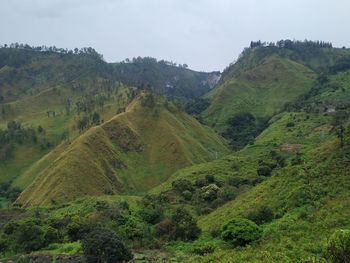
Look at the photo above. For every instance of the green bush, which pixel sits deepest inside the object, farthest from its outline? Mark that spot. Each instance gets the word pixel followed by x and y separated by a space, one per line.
pixel 339 246
pixel 264 170
pixel 185 226
pixel 103 245
pixel 182 185
pixel 240 232
pixel 262 215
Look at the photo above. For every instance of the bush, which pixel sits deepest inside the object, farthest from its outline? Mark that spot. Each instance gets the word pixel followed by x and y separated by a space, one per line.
pixel 262 215
pixel 264 170
pixel 166 229
pixel 28 236
pixel 182 185
pixel 339 246
pixel 240 232
pixel 103 245
pixel 185 226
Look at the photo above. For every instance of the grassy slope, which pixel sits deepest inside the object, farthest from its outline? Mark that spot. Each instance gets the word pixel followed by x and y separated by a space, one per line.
pixel 262 90
pixel 309 200
pixel 125 155
pixel 31 111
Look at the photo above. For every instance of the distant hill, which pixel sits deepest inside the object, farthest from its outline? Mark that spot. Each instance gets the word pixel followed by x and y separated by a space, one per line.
pixel 62 91
pixel 163 76
pixel 27 71
pixel 267 76
pixel 131 153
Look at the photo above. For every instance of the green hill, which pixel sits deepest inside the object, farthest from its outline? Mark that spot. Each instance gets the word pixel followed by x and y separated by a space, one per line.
pixel 265 78
pixel 131 153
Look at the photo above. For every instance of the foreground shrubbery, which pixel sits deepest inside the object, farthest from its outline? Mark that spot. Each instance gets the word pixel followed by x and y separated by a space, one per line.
pixel 240 232
pixel 339 246
pixel 104 246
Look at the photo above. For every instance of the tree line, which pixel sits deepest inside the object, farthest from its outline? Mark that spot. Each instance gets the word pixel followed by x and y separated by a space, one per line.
pixel 291 44
pixel 43 48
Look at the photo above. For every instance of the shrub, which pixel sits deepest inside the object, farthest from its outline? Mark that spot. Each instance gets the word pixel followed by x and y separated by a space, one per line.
pixel 28 236
pixel 103 245
pixel 262 215
pixel 182 185
pixel 290 124
pixel 240 232
pixel 166 228
pixel 264 170
pixel 185 226
pixel 339 246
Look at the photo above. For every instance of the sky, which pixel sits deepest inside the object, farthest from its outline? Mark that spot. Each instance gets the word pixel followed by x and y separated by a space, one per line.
pixel 205 34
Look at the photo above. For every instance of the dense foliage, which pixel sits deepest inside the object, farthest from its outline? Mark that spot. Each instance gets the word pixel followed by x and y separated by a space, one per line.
pixel 240 232
pixel 104 246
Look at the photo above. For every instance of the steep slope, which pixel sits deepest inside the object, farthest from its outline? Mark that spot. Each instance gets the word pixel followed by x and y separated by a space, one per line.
pixel 265 78
pixel 306 197
pixel 178 81
pixel 262 91
pixel 61 91
pixel 131 153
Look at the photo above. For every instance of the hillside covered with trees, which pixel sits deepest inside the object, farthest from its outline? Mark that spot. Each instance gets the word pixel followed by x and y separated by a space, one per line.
pixel 126 162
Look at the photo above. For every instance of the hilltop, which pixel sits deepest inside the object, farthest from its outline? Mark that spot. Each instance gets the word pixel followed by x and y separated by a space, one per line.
pixel 130 153
pixel 166 184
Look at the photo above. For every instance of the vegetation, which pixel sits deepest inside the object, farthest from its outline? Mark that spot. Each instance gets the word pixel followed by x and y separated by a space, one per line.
pixel 102 245
pixel 240 232
pixel 130 167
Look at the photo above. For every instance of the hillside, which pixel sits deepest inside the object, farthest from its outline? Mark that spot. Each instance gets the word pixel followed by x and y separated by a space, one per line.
pixel 125 155
pixel 136 168
pixel 165 77
pixel 266 77
pixel 64 92
pixel 299 204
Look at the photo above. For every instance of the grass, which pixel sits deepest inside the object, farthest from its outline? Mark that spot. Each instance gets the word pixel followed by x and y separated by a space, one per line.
pixel 123 156
pixel 262 91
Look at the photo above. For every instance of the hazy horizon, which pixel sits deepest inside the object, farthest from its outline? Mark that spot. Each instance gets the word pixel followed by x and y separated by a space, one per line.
pixel 204 34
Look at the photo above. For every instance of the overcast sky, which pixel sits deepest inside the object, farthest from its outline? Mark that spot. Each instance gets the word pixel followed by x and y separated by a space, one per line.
pixel 205 34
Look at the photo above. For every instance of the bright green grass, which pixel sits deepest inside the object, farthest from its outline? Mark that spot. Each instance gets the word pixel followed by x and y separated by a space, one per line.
pixel 262 91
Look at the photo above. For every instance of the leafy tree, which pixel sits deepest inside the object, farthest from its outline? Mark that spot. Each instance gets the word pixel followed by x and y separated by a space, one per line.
pixel 240 232
pixel 166 228
pixel 185 226
pixel 262 215
pixel 339 246
pixel 26 236
pixel 264 170
pixel 152 209
pixel 182 185
pixel 104 246
pixel 242 129
pixel 338 123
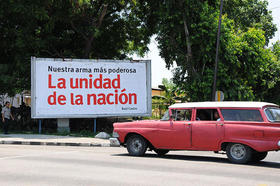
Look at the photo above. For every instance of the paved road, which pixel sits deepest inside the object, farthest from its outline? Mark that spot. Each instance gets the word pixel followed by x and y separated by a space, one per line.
pixel 54 165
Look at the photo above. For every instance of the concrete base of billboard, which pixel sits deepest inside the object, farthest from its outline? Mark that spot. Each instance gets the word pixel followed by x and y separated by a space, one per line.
pixel 63 125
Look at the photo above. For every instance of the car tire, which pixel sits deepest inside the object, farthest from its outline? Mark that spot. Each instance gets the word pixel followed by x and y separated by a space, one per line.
pixel 239 153
pixel 161 152
pixel 136 145
pixel 258 156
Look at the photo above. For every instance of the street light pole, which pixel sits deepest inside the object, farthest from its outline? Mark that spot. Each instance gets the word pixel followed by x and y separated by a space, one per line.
pixel 217 53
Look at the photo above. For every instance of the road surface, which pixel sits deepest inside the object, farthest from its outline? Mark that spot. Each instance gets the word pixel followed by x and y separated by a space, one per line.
pixel 54 165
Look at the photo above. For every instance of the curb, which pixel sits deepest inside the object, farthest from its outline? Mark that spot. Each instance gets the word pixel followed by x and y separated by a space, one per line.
pixel 58 143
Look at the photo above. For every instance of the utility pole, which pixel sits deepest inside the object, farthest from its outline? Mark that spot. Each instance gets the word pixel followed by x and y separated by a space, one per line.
pixel 217 52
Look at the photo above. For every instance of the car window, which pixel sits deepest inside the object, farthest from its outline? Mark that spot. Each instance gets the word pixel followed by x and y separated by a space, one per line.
pixel 207 115
pixel 272 114
pixel 241 115
pixel 165 116
pixel 181 114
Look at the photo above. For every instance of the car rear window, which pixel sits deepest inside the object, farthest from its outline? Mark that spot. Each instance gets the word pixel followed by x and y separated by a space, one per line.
pixel 241 115
pixel 273 114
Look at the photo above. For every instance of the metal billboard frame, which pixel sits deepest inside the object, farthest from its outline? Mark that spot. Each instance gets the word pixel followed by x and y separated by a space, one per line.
pixel 33 89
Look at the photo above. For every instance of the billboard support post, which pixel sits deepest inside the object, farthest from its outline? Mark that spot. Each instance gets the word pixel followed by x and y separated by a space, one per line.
pixel 63 125
pixel 94 125
pixel 40 126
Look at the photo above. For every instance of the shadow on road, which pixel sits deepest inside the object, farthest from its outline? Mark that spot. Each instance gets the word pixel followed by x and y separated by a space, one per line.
pixel 205 159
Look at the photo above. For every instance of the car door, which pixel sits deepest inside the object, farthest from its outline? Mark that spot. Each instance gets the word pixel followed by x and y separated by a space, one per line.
pixel 207 131
pixel 175 134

========================

• Assignment: All of the material above goes into the copy exactly as is; the pictures do not.

• Output for this exercise:
Look at the photo above. For every instance of the green bush, which pixel sits deepest inside the object, farthest from its outline? Mark that spot. Each instance gets the word pixel followed by x and y separated by a space, one per line.
pixel 339 246
pixel 264 170
pixel 185 226
pixel 103 245
pixel 182 185
pixel 240 232
pixel 262 215
Look at the photo above. For every instance of the bush, which pixel sits deepest inside the object, farthest from its outline? Mark that spot. Each instance gets the word pixel followed by x and y separated by a space, one per line.
pixel 262 215
pixel 264 170
pixel 166 229
pixel 28 236
pixel 182 185
pixel 339 246
pixel 240 232
pixel 103 245
pixel 185 226
Look at the photo above. For every instance of the grassy slope, which pixel sits deepest inside the object, farthest from its outline? Mark that spot. Each instance gets the word pixel followed by x and y separated by a space, one per line.
pixel 262 90
pixel 309 200
pixel 125 155
pixel 31 111
Look at the photo above. For every instance of the distant hill, which pixel sits deepest inside the object, farthest from its outline? Mark that spot. Each instance gets the word pixel followed by x and y separated by a space, one per line.
pixel 62 91
pixel 163 76
pixel 27 71
pixel 267 76
pixel 131 153
Look at the photo above. For every instance of the green hill, which pixel sits deepest inside the object, farthest from its outline? Mark that spot. Each instance gets the word pixel followed by x and y separated by a space, one per line.
pixel 265 78
pixel 131 153
Look at the photo above. For every instance of the foreground shrubbery, which pixel sits deepest inside the object, farthest from its outline? Mark that spot. Each instance gets the word pixel followed by x and y separated by a space, one per line.
pixel 240 232
pixel 339 246
pixel 104 246
Look at the photo above. For every instance of the tree line, which pixel sits deepest inside the object, farthest from its outline? Mark that spot. Each instance gets the word pixel followed by x and y separated by a space, one per line.
pixel 291 44
pixel 43 48
Look at the photo above. For every instance of the shrub, which pixel sits deepest inside the object, farthest from its outline? Mark that spot. Each instance gets the word pixel followed by x and y separated by a space, one per line.
pixel 28 236
pixel 103 245
pixel 262 215
pixel 182 185
pixel 290 124
pixel 240 232
pixel 166 228
pixel 264 170
pixel 185 226
pixel 339 246
Look at the photo above. For every instance of the sky, which pixel sits deepest inside the object, farthest from its outline? Mark that spot. Each instance gets the word pixel followed by x and y separated by a space, one per line.
pixel 205 34
Look at the photo above. For every instance of the dense foliage, which pixel sits deepest inside the object, farthest from its outline? Mark that spot. Each instance gets the word pixel followed by x and y separated by a space, one per line.
pixel 240 232
pixel 104 246
Look at the photo above. For every instance of the steep slope, which pixel sits deepest inside the object, farthest from its outline? Mark that spot. Each instance gets the word pixel followed by x and y separated by a space, one per line.
pixel 265 78
pixel 306 197
pixel 178 81
pixel 262 91
pixel 61 91
pixel 131 153
Look at the photo above. For every instance of the hillside covered with trees, which pixel sits deepest inside the object, farthest from its outline? Mark that spot. Each instance gets the word pixel followed by x and y separated by a space, one per line.
pixel 126 162
Look at the photo above. For every instance of the hilltop, which pixel sits deepest inside the object, farthest from its outline? Mark that spot. Each instance gets the word pixel followed by x and y separated by a space, one per line.
pixel 130 153
pixel 166 184
Look at the photo above. For every instance of the vegetation, which pixel sits deepest inside the object, farthest from its outline? Mark that spot. Each instance gets the word pixel followed by x and y separated by a space, one per line.
pixel 102 245
pixel 240 232
pixel 130 167
Look at the photo above. For every instance of the hillside, which pixel sits deepest inside the object, farthest from its outline? Mark that spot. Each instance gets the word pixel followed by x and y separated by a space, one per line.
pixel 125 155
pixel 136 168
pixel 165 77
pixel 266 77
pixel 64 92
pixel 299 204
Look at the photo above. For every instance of the grass, which pixel sits deepest inside the object, farthest from its outline? Mark that spot. Each instance gets the word pixel followed by x and y separated by a space, one per line.
pixel 123 156
pixel 262 91
Look at the photo above. For every instance of the hazy horizon, which pixel sits deepest inside the object, farthest from its outline? Mark that spot. Each instance gets the word pixel followed by x and y separated by a space, one per line.
pixel 204 34
Look at the photo above. For every instance of the overcast sky, which pixel sits deepest inside the object, farthest from its outline? Mark that spot. Each instance gets the word pixel followed by x and y separated by a space, one per line.
pixel 205 34
Look at the photo above. For every instance of the bright green grass, which pixel sits deepest inside the object, farthest from its outline? Mark that spot. Each instance gets the word pixel followed by x and y separated by a space, one per line.
pixel 262 91
Look at the photo above. For every instance of the leafy tree, which pixel sits deepest inside the object, farthest from its outline? Mark that spot. Each instance gets the word pixel followed by x and y separated by a space, one per line.
pixel 240 232
pixel 166 228
pixel 185 226
pixel 262 215
pixel 339 246
pixel 26 236
pixel 264 170
pixel 152 209
pixel 182 185
pixel 104 246
pixel 242 129
pixel 338 123
Look at the photo above. For every instance of the paved road, which pixel sits deepest inside the object, farthest from its outline? Mark that spot. Each instance gets the word pixel followed by x and y separated by a space, one per line.
pixel 54 165
Look at the photo above. For every instance of the concrete base of billboard, which pixel sits deepest inside the object, farthest from its outline? Mark that spot. Each instance gets the word pixel followed by x and y separated by a space, one per line.
pixel 63 125
Look at the photo above. For every instance of the car tire, which pixel sits deepest inside the object, farthest from its outline? Mark that spot. Each instance gets the word pixel followed by x and y separated by a space, one per line.
pixel 239 153
pixel 161 152
pixel 136 145
pixel 258 156
Look at the photo above. For every instance of the street light pole, which pixel sits deepest inside the object, farthest from its outline? Mark that spot. Each instance gets the word pixel followed by x and y separated by a space, one per line.
pixel 217 53
Look at the photo above. For every instance of the road surface, which pixel sits deepest inside the object, farthest from its outline? Mark that spot. Each instance gets the word pixel followed by x and y separated by a space, one per line.
pixel 54 165
Look at the photo above. For every instance of the curb, which pixel sits deepest inside the object, farthest from its outline? Mark that spot. Each instance gets the word pixel followed by x and y separated by a space, one per line.
pixel 58 143
Look at the photo above. For every instance of the utility pole, which pixel sits deepest inside the object, farthest from its outline? Mark that spot. Each instance gets the word pixel followed by x and y separated by a space, one per line.
pixel 217 52
Look at the photo above. For every instance of the car window, which pixel sits deepest inside the object, farthest from its outline? Mark that spot. Each instance gets the word pixel followed by x and y separated by a space, one per line.
pixel 207 115
pixel 272 114
pixel 241 115
pixel 165 116
pixel 181 114
Look at the photo above. For every instance of the car rear window, which pixel sits deepest inside the object, farthest from its outline? Mark that spot. Each instance gets the word pixel followed by x and y separated by a space, one per line.
pixel 241 115
pixel 273 114
Look at the photo above. For every instance of the metal billboard frame, which pixel sits deepest inside the object, farthest from its outline? Mark that spot. Each instance gets the word pixel followed by x and y separated by a space, one per line.
pixel 33 89
Look at the photo above. For every instance of the billboard support post, which pixel sits deepest inside the object, farthest from its outline? Mark that spot. Each instance gets the word pixel followed by x and y separated by a space, one per line.
pixel 63 125
pixel 94 125
pixel 40 126
Look at the photo above. For every instance of the shadow on road, which pixel sits deepest inside the object, farthest from its outline? Mark that spot. Each instance gets the word pixel followed by x and y separated by a space, one per line.
pixel 205 159
Look at the photo above. For every instance of the car door, which pixel sits deepest inside the object, farthest from its outline? Mark that spot. Each instance gets the word pixel followed by x and y separated by a space, one per line.
pixel 207 131
pixel 175 134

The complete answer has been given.